▶ Task: In the VCU scrimmage report, what injury did Ace Baldwin suffer in May?

▶ Provided passage:
▼▼▼

There were 2,311 on hand Saturday. They saw the Rams run an alternative scrimmage format, with six four-minute periods of play . Some players changed teams after every set of two periods.

It was an unsurprisingly high-paced night of basketball, the first of two public dress rehearsals before VCU tips off for the real thing on Nov. 9 at home against Saint Peter’s.

Here are a few observations from Saturday:

Newcomers at point guard: The May injury to returning starting point guard Ace Baldwin, a ruptured left Achilles tendon, meant VCU was going to need some of its pieces to step up and fill Baldwin’s role for likely all nonconference play.

Freshman Jayden Nunn and Washington transfer Marcus Tsohonis were expected to be called on for that, and they took most of the point guard minutes between the Black and Gold squads Saturday.

Nunn started with the Gold team, and Tsohonis with the Black, and the two went head to head much of the night.

The 6-4, 190-pound Nunn, whom Rhoades called a natural point guard, showed his playmaking ability. He finished with 9 points on 4-of-7 shooting from the field, including a 3-pointer. He dished out three assists, to three turnovers, and had three rebounds. He also broke his teammates’ press defense adeptly.

“I thought J-Nunn, as a freshman point guard, he can guard the ball and he can make plays. You see him get in the lane and all that stuff,” Rhoades said. “He’s just got to continue to make the game easier and be a student of the game, which he has been up until now.”

The 6-3, 190-pound Tsohonis finished with 5 points on 1-of-9 shooting. He hit a 3-pointer in the fifth segment. He had one assist and one turnover.

Rhoades said Tsohonis had been battling a groin injury heading into Saturday.

“Marcus is more of a combo [guard],” Rhoades said. “But he can play the ball. You saw him handle it. Got in the lane a couple times.”

Nunn and Tsohonis were paired together on the Gold team for the final two segments, with Nunn continuing to play point guard and Tsohonis playing off the ball. Versatile 6-6 wing Vince Williams played point guard for the Black team during those segments.

▲▲▲

▶ Data extracts:
▼▼▼

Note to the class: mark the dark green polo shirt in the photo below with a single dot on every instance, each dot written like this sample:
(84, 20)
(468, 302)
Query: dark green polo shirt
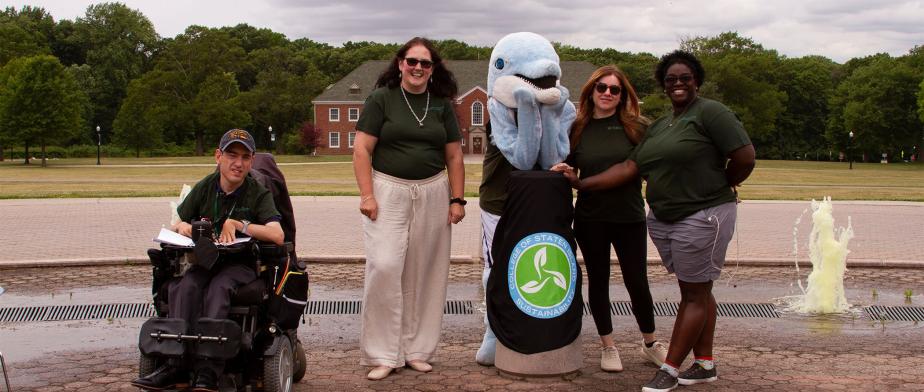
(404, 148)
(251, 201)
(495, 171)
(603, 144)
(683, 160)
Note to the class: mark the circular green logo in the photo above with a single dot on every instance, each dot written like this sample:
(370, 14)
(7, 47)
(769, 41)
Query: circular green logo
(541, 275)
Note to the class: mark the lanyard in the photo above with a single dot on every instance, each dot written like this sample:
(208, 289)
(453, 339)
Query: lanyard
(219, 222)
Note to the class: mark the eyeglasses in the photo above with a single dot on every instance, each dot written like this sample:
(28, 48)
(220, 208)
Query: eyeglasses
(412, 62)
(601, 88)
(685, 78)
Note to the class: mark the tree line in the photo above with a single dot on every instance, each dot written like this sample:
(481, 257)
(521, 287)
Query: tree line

▲▲▲

▶ Written response: A ruptured left Achilles tendon.